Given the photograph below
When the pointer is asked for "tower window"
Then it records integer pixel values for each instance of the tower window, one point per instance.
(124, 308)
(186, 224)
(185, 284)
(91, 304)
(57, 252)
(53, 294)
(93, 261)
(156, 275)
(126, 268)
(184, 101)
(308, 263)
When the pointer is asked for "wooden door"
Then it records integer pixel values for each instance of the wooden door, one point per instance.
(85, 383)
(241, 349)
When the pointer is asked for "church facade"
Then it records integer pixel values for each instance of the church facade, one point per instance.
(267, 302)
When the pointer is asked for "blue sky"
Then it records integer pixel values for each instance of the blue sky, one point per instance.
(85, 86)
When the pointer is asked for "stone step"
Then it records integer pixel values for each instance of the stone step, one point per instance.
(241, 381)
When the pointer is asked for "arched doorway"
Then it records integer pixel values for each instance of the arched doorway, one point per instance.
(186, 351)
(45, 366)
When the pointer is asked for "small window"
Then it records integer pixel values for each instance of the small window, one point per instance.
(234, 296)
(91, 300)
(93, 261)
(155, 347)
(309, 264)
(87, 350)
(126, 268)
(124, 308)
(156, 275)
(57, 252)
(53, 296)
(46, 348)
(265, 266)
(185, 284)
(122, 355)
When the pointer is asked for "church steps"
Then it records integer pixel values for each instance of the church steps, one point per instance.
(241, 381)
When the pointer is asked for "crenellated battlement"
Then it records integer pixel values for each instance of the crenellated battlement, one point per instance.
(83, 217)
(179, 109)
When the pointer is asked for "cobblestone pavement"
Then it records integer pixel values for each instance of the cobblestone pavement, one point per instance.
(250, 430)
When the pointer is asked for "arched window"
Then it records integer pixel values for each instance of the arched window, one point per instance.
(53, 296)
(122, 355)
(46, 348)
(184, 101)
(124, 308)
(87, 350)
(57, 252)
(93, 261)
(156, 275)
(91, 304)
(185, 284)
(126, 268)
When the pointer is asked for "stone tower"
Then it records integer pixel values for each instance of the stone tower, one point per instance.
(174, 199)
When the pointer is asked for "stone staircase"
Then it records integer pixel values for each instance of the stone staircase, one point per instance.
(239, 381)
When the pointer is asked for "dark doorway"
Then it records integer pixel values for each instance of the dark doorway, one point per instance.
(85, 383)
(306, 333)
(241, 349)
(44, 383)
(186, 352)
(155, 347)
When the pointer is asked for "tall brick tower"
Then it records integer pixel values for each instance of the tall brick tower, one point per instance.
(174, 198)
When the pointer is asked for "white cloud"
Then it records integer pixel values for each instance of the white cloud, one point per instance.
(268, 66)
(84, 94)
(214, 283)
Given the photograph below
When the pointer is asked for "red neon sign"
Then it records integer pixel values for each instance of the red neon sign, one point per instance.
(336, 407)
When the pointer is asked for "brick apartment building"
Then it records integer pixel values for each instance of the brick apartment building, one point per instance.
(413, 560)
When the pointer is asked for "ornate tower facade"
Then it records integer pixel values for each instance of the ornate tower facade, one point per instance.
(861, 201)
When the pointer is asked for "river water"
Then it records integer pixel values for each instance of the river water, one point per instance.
========================================================================
• _Exercise directions_: Which rows above contain the string "cobblestone", matching case? Show each of those lines in full.

• _Result of the exercise_:
When the pointer is asked for "cobblestone pavement"
Then it records integer pixel values for each instance of the cobblestone pavement, one point per instance.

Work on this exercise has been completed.